== Segment start ==

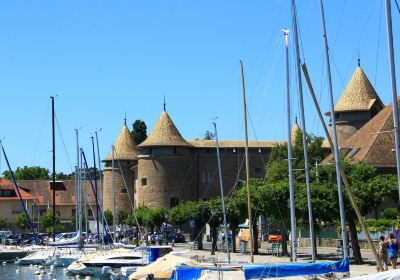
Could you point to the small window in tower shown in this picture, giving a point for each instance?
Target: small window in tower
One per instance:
(206, 177)
(173, 201)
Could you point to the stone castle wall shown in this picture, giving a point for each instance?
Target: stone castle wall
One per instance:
(121, 196)
(161, 178)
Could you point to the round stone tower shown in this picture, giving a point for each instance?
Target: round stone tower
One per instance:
(358, 104)
(167, 167)
(125, 160)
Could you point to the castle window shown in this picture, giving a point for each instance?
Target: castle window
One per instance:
(206, 177)
(257, 172)
(173, 201)
(17, 208)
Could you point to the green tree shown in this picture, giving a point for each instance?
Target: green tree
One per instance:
(236, 212)
(390, 213)
(139, 132)
(3, 223)
(28, 173)
(46, 221)
(21, 222)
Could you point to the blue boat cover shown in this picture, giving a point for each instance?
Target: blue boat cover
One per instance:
(294, 269)
(191, 273)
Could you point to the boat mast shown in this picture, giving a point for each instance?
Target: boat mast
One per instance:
(113, 193)
(78, 212)
(95, 187)
(304, 132)
(222, 194)
(293, 244)
(335, 141)
(101, 185)
(54, 167)
(393, 84)
(247, 165)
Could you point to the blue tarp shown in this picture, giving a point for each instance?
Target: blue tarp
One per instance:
(190, 273)
(294, 269)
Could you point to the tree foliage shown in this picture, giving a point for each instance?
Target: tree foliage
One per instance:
(3, 223)
(139, 131)
(28, 173)
(46, 221)
(21, 222)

== Segment end ==

INSTRUCTIONS TO FOLLOW: Return every line of the data above in which "stone" appears.

THE ANSWER:
Could you point to the stone castle wall shown in this picture, giving a point for each instance?
Target: stone castle wall
Could you point to the round stone tower shown in this picture, giving a point for each instance?
Target: round stone tower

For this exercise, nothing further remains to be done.